Task material
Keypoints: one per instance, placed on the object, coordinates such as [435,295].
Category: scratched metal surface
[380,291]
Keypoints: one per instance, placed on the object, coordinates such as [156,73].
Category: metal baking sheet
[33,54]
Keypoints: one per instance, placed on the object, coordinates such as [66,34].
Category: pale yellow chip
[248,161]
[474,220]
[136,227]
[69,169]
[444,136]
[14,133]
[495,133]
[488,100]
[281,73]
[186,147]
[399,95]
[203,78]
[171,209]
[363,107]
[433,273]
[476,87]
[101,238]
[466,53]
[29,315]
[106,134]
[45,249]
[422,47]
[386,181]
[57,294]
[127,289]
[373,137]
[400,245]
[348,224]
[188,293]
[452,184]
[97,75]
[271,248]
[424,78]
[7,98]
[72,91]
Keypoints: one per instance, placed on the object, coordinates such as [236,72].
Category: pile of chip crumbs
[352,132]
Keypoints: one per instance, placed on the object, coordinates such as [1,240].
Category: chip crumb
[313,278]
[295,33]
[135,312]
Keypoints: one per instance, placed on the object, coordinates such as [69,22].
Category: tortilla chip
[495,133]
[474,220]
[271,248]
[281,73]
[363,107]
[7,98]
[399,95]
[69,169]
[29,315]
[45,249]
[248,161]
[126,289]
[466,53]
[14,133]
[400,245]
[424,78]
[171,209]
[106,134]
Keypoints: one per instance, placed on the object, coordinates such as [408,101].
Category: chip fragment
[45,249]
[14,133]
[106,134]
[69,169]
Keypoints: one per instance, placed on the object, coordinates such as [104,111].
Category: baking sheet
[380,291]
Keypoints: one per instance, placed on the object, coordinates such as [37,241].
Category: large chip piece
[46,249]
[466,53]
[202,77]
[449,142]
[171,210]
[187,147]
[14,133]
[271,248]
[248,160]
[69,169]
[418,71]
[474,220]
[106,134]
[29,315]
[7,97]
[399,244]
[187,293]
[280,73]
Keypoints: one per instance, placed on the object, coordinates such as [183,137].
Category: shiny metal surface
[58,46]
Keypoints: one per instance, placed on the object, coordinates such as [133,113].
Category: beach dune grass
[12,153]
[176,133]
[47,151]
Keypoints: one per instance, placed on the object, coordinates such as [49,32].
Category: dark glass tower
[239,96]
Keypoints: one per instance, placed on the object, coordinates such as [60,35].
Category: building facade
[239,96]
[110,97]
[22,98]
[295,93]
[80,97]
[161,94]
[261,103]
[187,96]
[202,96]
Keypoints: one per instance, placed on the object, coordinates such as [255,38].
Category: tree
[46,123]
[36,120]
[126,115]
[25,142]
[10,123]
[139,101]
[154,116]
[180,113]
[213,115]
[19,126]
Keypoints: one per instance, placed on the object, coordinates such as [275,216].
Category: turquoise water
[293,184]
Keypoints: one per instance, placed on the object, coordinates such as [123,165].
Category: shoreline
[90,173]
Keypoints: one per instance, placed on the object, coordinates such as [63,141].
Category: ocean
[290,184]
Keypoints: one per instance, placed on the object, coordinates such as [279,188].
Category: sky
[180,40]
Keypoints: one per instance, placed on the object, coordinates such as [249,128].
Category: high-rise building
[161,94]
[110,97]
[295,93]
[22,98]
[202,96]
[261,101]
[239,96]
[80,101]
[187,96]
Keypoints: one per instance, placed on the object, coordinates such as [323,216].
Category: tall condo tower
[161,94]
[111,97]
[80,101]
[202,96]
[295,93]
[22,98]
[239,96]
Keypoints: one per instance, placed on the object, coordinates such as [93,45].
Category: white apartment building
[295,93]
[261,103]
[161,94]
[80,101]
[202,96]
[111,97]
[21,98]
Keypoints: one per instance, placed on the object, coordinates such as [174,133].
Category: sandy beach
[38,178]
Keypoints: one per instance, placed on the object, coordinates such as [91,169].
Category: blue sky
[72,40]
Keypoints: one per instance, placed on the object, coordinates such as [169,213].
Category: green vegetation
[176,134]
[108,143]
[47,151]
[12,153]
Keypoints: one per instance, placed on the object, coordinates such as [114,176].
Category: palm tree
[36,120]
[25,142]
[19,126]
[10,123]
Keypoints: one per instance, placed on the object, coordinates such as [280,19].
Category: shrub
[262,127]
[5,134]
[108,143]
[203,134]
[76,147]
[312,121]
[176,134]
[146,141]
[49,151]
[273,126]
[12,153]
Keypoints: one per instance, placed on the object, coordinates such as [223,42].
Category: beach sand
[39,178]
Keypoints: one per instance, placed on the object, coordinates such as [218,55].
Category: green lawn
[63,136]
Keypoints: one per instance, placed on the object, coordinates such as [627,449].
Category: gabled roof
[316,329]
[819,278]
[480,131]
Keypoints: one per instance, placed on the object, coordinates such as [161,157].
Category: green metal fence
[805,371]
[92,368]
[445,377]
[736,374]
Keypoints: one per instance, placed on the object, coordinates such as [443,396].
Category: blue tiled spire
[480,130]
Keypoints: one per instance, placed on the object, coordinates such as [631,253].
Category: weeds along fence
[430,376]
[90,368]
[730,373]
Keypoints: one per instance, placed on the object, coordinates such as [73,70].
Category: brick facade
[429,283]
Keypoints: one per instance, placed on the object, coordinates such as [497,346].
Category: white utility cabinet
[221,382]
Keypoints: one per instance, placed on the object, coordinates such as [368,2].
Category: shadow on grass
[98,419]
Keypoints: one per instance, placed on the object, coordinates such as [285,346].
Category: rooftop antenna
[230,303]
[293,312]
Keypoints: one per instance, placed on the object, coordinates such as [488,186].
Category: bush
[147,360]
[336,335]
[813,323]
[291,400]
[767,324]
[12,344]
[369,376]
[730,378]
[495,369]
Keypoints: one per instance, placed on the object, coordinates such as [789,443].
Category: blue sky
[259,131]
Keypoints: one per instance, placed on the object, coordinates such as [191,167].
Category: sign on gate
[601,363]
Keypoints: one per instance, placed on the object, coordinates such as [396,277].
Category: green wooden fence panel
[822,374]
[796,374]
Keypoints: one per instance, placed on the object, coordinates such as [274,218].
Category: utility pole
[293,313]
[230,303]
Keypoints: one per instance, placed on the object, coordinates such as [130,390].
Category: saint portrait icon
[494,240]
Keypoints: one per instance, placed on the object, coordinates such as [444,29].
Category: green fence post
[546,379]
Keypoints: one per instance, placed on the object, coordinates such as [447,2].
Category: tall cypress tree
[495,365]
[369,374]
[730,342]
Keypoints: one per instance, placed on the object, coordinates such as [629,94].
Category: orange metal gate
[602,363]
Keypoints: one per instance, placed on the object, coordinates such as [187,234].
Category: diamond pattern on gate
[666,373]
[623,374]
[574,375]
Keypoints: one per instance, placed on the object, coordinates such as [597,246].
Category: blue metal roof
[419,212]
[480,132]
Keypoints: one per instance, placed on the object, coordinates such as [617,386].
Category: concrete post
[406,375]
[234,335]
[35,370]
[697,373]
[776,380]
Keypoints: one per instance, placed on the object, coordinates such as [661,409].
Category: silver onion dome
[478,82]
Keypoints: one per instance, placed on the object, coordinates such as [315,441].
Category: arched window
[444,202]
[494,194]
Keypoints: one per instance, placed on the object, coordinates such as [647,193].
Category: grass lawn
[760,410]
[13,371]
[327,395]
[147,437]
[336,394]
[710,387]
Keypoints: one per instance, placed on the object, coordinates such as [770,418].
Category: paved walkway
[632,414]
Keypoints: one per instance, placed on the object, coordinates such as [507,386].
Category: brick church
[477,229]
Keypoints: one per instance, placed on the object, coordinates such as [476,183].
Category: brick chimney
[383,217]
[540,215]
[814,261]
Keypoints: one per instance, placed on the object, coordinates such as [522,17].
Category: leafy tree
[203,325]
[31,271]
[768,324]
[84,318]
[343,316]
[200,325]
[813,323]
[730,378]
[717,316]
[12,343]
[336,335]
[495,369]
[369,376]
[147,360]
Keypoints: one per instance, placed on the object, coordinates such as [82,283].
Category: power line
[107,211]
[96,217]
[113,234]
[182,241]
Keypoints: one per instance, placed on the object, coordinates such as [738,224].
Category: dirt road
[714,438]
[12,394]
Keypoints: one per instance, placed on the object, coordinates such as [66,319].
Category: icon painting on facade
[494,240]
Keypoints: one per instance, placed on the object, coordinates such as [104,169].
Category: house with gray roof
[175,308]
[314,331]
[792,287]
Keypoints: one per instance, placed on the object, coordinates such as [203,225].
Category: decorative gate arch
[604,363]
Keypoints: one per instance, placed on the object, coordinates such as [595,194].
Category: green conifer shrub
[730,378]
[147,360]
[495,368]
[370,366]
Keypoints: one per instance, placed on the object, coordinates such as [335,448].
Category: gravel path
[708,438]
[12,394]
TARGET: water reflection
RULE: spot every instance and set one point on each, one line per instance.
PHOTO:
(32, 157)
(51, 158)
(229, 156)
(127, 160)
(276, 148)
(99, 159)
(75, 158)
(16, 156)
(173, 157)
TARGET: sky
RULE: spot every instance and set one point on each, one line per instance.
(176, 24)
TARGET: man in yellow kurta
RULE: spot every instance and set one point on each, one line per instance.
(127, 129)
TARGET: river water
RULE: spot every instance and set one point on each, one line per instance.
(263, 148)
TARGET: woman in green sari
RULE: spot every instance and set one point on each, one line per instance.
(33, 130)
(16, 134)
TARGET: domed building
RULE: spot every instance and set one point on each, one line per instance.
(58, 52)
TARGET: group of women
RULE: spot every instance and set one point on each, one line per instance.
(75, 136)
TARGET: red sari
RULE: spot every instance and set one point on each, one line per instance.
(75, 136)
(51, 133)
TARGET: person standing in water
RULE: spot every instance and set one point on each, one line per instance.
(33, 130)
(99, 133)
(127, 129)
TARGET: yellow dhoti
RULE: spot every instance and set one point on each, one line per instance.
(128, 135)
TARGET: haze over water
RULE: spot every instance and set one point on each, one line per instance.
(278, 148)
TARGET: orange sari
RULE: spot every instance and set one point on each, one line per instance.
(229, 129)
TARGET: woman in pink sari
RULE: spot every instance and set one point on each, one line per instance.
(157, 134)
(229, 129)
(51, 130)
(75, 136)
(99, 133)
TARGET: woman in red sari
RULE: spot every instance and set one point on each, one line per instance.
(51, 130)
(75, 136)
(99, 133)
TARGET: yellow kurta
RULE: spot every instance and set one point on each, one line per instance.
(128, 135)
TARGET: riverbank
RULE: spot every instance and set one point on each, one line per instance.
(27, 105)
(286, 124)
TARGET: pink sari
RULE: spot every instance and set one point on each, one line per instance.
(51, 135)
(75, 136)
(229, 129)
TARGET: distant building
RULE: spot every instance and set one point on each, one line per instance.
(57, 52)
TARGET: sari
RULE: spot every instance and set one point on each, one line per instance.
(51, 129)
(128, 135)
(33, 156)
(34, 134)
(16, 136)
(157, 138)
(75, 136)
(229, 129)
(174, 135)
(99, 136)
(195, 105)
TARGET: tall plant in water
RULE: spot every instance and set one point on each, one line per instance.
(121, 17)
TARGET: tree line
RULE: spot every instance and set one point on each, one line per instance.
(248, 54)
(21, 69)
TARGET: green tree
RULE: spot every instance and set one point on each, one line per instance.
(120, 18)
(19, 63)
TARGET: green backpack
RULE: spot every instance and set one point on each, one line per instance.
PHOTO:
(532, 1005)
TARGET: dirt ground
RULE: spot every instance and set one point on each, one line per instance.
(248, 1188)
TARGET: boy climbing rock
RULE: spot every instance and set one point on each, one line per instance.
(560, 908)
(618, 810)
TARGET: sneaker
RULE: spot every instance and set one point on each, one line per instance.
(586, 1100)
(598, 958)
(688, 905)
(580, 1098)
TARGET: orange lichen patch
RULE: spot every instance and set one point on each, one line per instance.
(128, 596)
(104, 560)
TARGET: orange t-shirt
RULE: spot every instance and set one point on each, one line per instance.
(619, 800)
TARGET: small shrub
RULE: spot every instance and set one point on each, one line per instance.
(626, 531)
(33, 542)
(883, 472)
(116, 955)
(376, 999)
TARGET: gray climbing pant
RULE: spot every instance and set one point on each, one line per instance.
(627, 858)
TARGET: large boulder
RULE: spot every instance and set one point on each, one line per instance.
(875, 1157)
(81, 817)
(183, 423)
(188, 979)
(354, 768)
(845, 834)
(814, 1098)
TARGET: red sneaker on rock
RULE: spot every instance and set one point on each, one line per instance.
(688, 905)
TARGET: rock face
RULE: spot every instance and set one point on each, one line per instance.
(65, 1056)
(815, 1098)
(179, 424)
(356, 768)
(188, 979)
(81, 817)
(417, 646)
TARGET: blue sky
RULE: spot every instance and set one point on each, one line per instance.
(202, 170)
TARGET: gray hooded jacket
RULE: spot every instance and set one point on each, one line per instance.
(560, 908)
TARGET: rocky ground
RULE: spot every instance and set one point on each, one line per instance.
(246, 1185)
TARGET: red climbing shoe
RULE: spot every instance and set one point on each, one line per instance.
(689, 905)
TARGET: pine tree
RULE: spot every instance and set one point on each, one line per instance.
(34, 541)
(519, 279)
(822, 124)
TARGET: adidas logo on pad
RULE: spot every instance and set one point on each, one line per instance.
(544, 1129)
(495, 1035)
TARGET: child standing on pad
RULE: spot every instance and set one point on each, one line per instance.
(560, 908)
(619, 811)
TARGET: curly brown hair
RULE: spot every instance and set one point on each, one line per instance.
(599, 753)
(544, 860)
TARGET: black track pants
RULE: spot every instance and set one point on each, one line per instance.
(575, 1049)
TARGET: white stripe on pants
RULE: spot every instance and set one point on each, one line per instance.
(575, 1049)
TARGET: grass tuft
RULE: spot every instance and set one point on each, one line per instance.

Assigned task
Lines of the material may hold the string "pants". Copy each one that does.

Response to the exercise
TARGET: black track pants
TARGET: white stripe on pants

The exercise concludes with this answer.